* [Vorliegender Text]:
——————

Doch bleibe ich wie so oft an dieser Formulierung hängen: Werte vorleben. Geht das denn überhaupt? In meinen Beratungsprojekten, wenn es darum geht Leitbilder aufzustellen, zu formulieren, zu überprüfen oder in bestehende Qualifizierungsmaßnahmen sowie Rekruitingprozesse zu integrieren stoßen Auftraggeber und ich im Erstgespräch nicht selten auf die Frage: „Werte vorleben, geht das denn?“ Und meine Antwort lautet ganz klar: „Ja, das geht. Doch braucht es eine ganz wesentliche Voraussetzung, um welche sich selten jemand kümmert, welcher kaum jemand Beachtung schenkt und die doch so notwendig ist.“ Um Werte vorleben zu können, muss ein Mitarbeiter diesen Wert erst einmal selbst haben. Der Mitarbeiter muss diesen Wert selbst im Herzen verankert haben. Der Wert muss für ihn selbst als wichtig erachtet werden.
An diesem Punkt des Gesprächs müssen wir nicht selten an der Frage vorbei: „Was sind denn dann Werte überhaupt?“ Meine recht einfache Antwort: „Ein Wert ist all das, was Ihnen wichtig ist.“ Das kann ein Auto sein, ein Hobby, Ihre Familie, Geld, ökologische Nachhaltigkeit oder aber Gerechtigkeit, Freiheit und Glück. All das sind Dinge, die jeder ganz persönlich im Laufe des Lebens als wertvoll erlebt und/oder erlernt hat. All das sind Dinge, die das eigene Leben erst sinnvoll machen. Umso verwunderlicher jedoch: Kaum einer kennt die eigenen Werte. Wissen Sie was Ihnen wirklich wichtig ist?

——————

* [Aufgabenstellung]:
Wie erklärt der Text über Werte, was ein Wert ist? Die Einträge spielen hierfür keine Rolle.

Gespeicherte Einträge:
——————

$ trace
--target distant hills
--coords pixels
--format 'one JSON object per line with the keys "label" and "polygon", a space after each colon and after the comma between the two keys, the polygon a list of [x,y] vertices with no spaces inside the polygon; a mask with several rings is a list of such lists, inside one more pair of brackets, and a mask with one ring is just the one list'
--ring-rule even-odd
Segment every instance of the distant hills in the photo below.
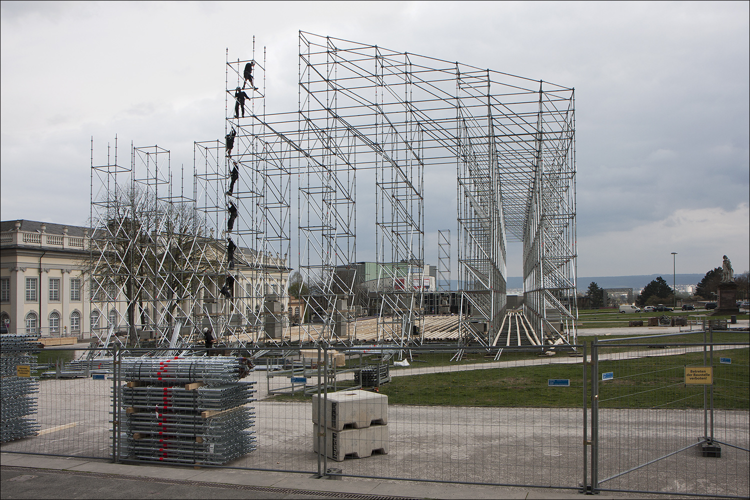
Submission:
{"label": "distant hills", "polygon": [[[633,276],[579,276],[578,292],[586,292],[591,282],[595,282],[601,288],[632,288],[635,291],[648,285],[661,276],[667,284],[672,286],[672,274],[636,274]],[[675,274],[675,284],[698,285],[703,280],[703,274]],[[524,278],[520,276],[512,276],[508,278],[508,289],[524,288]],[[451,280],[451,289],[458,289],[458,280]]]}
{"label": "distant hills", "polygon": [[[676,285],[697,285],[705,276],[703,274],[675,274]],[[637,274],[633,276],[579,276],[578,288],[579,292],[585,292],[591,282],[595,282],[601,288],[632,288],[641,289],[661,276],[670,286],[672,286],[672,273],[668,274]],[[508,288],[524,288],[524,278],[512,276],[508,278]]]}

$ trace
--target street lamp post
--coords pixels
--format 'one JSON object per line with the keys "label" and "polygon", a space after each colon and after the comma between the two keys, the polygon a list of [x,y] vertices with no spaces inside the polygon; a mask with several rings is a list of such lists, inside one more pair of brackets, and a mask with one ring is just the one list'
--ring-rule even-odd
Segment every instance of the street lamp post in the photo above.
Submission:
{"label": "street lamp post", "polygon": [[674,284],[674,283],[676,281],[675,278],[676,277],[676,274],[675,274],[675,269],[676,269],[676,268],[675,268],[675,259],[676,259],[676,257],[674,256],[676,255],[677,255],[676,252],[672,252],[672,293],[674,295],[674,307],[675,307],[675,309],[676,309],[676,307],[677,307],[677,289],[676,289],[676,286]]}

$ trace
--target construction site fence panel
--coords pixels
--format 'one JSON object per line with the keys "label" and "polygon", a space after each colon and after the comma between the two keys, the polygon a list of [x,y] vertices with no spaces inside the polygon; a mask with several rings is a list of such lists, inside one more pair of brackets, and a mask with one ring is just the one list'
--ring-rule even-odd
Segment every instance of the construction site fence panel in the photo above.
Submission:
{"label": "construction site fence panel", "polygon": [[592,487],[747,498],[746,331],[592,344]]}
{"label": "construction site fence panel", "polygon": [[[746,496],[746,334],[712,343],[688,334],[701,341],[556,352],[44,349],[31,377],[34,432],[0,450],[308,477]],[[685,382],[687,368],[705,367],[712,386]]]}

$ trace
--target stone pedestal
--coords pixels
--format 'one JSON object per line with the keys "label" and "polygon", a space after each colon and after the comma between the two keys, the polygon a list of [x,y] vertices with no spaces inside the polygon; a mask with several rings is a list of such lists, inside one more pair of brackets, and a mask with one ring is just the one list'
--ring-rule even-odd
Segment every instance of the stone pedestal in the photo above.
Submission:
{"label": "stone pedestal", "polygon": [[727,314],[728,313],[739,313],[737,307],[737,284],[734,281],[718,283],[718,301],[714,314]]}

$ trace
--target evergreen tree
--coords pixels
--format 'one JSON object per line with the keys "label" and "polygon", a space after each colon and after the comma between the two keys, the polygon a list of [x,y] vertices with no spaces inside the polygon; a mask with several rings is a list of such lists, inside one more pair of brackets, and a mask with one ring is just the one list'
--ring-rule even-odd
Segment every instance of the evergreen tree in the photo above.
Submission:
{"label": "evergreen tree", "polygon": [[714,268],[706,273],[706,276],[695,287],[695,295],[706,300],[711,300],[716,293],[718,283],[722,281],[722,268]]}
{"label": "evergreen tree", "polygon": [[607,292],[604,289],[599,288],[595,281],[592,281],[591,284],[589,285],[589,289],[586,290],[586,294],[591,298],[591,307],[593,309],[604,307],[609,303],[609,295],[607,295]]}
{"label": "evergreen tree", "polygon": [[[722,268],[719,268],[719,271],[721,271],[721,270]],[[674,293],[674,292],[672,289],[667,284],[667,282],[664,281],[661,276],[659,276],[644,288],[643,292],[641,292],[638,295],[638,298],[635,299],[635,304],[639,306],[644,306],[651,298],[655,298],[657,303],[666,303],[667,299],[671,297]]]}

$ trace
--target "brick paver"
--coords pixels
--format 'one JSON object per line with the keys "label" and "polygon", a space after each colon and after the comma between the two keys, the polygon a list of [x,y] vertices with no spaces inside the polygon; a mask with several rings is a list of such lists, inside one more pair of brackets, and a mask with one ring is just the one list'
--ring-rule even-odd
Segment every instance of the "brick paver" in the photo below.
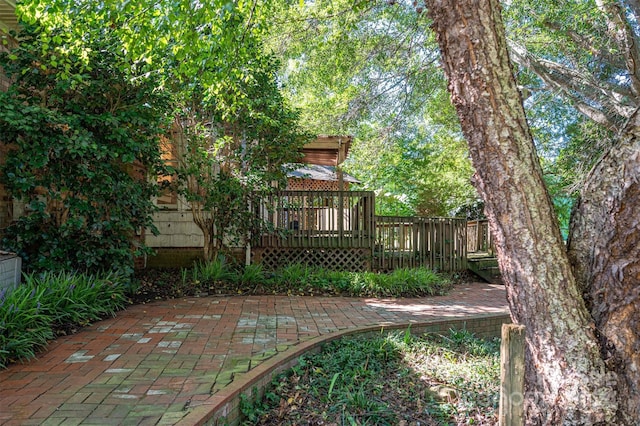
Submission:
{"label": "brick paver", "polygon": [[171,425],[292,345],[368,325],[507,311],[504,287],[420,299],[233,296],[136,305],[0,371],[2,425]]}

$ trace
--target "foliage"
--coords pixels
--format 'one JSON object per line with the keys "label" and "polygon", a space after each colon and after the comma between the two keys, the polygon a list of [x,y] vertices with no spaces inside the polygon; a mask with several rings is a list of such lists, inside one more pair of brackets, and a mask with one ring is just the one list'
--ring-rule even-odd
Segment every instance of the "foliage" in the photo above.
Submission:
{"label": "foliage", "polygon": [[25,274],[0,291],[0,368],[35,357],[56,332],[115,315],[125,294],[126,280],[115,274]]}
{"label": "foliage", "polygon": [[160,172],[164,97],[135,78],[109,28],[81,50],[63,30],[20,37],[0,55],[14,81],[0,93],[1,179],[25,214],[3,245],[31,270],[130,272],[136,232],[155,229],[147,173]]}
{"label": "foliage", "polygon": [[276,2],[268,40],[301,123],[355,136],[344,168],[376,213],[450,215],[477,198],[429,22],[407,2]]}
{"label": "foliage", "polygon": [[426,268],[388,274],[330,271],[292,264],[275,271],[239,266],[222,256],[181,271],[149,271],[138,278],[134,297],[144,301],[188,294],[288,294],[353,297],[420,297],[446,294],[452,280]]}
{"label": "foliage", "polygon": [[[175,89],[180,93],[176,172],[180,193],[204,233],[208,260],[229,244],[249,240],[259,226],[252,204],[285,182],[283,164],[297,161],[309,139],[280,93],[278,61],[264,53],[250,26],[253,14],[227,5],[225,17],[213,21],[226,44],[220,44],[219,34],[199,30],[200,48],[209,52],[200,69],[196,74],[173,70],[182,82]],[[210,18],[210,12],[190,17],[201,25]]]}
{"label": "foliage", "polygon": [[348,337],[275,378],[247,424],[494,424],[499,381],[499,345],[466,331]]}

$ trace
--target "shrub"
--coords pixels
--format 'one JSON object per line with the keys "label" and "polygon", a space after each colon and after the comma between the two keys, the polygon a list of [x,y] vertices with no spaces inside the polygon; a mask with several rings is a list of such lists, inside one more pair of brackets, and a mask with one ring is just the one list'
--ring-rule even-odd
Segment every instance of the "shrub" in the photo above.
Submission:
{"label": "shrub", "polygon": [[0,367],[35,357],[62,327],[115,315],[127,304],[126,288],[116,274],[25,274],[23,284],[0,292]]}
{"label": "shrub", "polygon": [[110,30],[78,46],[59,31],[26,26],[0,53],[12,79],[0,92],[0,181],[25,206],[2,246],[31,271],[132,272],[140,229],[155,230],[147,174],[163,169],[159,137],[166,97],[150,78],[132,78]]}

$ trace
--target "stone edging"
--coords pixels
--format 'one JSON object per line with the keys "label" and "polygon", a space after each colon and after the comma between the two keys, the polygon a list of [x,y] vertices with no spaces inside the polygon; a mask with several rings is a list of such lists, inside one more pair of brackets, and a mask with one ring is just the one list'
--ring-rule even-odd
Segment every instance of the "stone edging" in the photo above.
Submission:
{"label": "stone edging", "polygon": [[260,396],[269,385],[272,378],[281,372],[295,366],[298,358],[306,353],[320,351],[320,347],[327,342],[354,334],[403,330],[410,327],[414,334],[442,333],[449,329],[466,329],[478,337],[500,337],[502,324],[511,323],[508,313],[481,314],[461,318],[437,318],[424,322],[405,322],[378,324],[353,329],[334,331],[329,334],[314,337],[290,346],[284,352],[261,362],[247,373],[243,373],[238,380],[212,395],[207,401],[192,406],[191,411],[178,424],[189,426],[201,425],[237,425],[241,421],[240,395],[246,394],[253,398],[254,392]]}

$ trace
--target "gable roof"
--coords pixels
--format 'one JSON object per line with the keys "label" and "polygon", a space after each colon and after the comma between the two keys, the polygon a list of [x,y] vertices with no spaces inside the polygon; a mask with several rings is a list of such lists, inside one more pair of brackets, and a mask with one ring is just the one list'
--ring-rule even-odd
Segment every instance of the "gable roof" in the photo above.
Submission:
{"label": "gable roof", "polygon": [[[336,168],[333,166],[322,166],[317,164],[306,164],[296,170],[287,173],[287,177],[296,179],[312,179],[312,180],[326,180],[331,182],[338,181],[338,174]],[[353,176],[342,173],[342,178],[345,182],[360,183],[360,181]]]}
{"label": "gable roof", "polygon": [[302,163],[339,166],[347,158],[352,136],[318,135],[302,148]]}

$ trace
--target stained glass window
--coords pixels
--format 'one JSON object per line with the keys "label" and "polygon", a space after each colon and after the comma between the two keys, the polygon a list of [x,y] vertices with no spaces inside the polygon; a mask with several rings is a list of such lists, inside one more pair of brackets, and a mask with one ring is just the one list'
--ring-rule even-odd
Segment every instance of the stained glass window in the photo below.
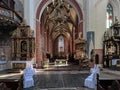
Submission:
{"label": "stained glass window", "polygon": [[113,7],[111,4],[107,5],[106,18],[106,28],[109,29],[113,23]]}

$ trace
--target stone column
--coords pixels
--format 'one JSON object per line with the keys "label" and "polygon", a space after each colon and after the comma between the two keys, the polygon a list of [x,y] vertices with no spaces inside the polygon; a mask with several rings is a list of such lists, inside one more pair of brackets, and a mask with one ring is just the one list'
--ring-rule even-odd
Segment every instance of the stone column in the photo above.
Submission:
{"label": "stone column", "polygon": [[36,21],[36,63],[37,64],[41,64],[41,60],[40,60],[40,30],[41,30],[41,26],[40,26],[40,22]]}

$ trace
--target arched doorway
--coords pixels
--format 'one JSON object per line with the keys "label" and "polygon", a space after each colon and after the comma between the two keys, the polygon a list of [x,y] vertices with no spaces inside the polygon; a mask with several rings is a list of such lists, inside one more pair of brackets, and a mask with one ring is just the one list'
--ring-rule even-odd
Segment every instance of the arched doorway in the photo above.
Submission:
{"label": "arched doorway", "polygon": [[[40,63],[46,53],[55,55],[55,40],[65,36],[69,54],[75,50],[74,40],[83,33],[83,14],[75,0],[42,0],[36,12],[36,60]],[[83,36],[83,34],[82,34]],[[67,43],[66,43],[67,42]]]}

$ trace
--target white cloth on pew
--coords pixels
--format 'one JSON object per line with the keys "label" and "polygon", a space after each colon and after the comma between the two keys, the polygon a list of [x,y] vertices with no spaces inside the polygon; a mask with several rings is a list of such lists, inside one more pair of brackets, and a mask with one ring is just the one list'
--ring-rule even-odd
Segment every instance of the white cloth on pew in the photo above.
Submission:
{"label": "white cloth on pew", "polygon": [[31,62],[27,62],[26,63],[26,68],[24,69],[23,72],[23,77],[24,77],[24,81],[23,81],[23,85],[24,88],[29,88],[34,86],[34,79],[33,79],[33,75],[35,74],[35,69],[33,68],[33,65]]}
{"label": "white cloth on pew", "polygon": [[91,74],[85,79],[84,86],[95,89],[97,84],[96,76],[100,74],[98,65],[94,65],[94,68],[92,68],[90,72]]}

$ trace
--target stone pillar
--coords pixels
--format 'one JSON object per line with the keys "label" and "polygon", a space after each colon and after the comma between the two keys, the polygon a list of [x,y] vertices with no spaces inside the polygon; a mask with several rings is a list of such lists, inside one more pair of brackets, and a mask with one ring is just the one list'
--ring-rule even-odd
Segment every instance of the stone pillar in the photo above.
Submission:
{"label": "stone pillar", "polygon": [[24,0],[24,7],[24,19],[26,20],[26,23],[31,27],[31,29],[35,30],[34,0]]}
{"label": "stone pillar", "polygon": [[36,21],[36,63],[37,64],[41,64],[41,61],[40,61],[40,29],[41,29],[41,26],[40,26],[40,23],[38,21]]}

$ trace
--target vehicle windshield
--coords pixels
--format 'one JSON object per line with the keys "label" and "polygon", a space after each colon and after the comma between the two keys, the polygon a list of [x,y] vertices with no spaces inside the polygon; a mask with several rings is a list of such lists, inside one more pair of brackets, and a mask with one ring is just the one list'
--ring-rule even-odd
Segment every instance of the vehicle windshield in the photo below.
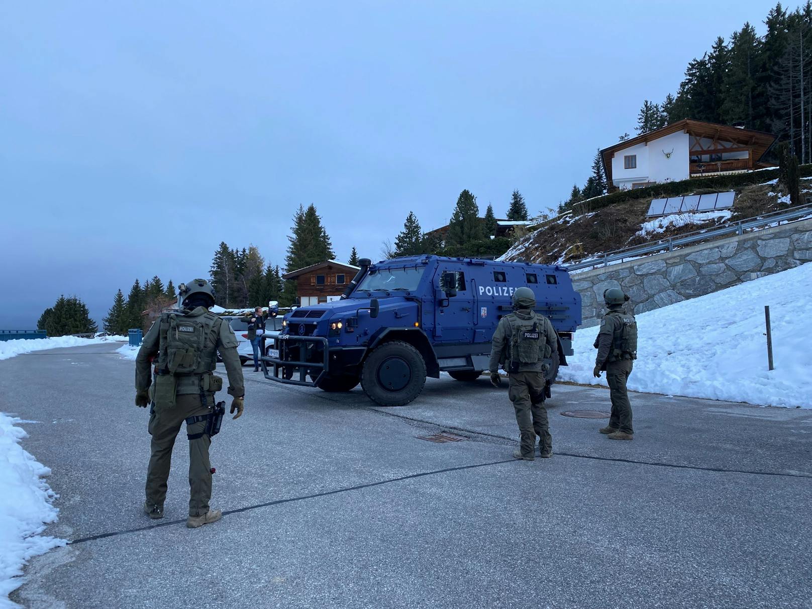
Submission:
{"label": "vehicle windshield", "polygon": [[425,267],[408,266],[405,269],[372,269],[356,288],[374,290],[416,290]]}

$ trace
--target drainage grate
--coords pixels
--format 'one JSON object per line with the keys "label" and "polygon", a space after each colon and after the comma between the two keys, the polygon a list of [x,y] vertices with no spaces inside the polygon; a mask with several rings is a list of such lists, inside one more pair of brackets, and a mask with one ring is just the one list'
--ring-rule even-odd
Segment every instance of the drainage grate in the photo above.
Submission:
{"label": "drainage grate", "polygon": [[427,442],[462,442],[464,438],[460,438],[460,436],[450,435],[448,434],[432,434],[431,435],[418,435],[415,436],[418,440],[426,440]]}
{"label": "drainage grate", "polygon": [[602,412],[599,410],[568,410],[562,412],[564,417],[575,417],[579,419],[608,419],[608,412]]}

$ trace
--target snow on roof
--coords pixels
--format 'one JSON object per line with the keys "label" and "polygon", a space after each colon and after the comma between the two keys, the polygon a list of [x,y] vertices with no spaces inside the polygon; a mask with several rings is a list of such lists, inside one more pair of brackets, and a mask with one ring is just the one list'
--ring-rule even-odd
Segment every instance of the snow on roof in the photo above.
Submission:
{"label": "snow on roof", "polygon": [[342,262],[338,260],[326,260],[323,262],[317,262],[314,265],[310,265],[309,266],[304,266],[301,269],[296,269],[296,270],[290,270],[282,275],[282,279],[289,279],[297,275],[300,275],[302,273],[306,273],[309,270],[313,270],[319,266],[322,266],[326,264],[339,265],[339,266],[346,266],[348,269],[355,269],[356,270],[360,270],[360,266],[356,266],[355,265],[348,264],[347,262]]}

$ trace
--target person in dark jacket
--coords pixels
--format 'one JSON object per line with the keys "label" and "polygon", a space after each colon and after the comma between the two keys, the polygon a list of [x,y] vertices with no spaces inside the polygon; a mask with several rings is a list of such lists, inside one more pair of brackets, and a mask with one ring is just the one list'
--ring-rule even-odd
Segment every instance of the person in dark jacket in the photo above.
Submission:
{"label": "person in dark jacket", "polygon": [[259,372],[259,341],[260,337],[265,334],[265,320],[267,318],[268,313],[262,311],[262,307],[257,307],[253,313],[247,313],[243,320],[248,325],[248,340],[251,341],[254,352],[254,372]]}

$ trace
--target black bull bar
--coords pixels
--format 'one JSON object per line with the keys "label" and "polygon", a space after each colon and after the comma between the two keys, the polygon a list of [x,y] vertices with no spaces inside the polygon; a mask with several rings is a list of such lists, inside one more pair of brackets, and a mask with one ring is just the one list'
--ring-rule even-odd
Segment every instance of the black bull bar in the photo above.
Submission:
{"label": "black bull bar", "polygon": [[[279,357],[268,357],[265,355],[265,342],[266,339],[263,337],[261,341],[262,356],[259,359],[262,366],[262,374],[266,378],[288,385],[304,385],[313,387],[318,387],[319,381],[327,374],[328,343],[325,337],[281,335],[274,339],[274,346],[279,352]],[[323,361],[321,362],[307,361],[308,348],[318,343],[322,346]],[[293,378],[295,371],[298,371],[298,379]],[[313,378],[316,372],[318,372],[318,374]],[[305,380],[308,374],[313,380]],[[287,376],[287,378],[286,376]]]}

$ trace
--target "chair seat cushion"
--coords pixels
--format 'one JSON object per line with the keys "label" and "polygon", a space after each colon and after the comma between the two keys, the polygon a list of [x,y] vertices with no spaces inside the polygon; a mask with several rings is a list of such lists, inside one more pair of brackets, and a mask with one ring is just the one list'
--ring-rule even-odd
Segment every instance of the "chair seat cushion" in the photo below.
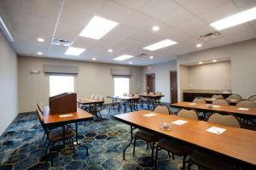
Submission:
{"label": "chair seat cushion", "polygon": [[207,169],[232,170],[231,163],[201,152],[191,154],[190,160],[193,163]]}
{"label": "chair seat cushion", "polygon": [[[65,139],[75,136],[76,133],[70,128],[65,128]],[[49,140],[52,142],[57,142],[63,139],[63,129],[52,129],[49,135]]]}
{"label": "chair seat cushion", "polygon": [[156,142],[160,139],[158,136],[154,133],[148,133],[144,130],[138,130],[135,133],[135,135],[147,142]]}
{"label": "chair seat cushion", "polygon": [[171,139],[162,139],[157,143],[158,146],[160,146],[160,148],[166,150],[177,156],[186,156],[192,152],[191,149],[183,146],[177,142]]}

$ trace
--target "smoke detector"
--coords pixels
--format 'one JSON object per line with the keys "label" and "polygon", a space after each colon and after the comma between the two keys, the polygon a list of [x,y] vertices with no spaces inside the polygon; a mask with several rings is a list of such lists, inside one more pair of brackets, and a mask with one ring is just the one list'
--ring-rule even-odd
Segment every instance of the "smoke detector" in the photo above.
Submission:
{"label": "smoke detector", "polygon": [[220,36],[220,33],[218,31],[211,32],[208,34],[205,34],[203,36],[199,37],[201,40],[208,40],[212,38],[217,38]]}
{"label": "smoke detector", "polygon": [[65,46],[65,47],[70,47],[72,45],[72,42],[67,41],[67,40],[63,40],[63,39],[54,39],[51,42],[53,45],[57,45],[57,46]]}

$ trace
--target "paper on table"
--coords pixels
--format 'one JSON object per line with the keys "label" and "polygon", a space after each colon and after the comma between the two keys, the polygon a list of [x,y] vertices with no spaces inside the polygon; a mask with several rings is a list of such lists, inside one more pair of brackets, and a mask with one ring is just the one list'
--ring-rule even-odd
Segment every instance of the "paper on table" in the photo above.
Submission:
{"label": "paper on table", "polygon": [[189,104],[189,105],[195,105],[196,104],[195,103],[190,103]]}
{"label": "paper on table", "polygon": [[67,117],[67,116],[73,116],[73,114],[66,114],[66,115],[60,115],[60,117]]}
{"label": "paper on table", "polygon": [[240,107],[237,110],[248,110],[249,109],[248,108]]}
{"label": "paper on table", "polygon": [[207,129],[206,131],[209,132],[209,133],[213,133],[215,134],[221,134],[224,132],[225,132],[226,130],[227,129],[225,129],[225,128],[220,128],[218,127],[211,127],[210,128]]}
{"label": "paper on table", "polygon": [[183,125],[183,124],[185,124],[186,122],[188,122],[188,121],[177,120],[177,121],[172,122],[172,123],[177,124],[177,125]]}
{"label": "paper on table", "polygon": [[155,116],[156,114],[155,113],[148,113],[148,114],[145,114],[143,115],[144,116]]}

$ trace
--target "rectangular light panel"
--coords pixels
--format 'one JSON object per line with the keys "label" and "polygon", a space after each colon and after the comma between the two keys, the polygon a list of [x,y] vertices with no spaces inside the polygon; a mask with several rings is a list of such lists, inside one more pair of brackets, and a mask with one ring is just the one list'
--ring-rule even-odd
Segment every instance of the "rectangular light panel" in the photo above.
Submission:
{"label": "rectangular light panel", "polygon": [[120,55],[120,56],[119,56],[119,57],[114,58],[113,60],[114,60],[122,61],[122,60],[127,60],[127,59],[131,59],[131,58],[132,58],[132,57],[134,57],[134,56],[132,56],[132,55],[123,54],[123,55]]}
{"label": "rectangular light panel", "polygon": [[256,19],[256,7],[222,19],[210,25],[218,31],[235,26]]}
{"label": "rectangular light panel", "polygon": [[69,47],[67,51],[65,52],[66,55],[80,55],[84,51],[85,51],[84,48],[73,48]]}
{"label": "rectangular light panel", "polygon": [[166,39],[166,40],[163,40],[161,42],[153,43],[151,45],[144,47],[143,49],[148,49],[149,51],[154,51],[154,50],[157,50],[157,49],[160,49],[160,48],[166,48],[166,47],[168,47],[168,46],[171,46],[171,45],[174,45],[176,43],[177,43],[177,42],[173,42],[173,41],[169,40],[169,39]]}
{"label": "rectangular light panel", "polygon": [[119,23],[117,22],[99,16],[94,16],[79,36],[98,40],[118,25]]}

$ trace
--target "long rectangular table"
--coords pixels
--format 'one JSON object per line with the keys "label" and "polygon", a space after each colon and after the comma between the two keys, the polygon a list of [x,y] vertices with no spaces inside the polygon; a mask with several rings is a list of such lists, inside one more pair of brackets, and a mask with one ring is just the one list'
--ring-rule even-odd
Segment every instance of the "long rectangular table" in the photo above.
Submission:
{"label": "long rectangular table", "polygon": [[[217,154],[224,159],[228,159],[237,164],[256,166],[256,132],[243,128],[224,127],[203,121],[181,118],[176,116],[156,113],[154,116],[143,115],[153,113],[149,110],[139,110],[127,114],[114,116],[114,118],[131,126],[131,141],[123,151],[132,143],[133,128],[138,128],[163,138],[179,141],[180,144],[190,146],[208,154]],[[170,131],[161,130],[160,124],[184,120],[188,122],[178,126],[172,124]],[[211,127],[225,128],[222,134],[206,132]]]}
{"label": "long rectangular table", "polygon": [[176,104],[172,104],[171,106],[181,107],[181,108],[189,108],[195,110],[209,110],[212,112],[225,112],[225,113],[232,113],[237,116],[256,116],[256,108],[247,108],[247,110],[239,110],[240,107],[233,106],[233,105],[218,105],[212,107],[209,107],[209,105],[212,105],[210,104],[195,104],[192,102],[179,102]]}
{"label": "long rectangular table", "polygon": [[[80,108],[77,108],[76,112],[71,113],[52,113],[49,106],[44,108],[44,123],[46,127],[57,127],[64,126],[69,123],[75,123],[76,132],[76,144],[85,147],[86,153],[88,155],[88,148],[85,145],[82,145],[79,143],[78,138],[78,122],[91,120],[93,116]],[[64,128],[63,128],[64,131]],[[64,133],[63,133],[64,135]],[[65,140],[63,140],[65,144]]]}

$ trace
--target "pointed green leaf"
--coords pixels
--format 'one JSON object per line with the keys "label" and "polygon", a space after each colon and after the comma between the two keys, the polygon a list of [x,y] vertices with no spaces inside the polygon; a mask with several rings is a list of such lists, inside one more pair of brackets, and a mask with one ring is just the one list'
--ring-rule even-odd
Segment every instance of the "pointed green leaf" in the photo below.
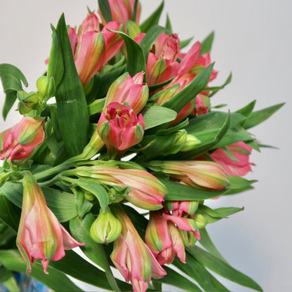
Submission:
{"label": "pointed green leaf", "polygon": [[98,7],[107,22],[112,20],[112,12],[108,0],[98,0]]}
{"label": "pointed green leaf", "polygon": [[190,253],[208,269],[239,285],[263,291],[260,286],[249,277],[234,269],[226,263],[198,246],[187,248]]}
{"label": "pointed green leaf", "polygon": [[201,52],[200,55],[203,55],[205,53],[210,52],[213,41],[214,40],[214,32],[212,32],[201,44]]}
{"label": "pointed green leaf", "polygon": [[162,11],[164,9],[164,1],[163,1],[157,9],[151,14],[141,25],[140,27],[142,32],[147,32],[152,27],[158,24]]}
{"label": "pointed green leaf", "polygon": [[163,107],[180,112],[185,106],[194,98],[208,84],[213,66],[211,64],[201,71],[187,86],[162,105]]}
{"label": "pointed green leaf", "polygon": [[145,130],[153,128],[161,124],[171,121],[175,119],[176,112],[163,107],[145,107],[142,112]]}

——————

* [Antwort zur Aufgabe]:
Ein Wert ist all das, was einem wichtig ist.